__Data for this task__.
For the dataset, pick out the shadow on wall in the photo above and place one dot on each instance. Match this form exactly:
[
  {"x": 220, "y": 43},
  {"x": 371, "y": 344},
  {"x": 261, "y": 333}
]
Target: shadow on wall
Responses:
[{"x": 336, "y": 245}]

__Set exercise__. Extract each line above that contains the string "wall". Case counts.

__Finished exercise__.
For the dataset, pick out the shadow on wall in the photo above and place one dot on each instance. Match this form exactly:
Target: shadow on wall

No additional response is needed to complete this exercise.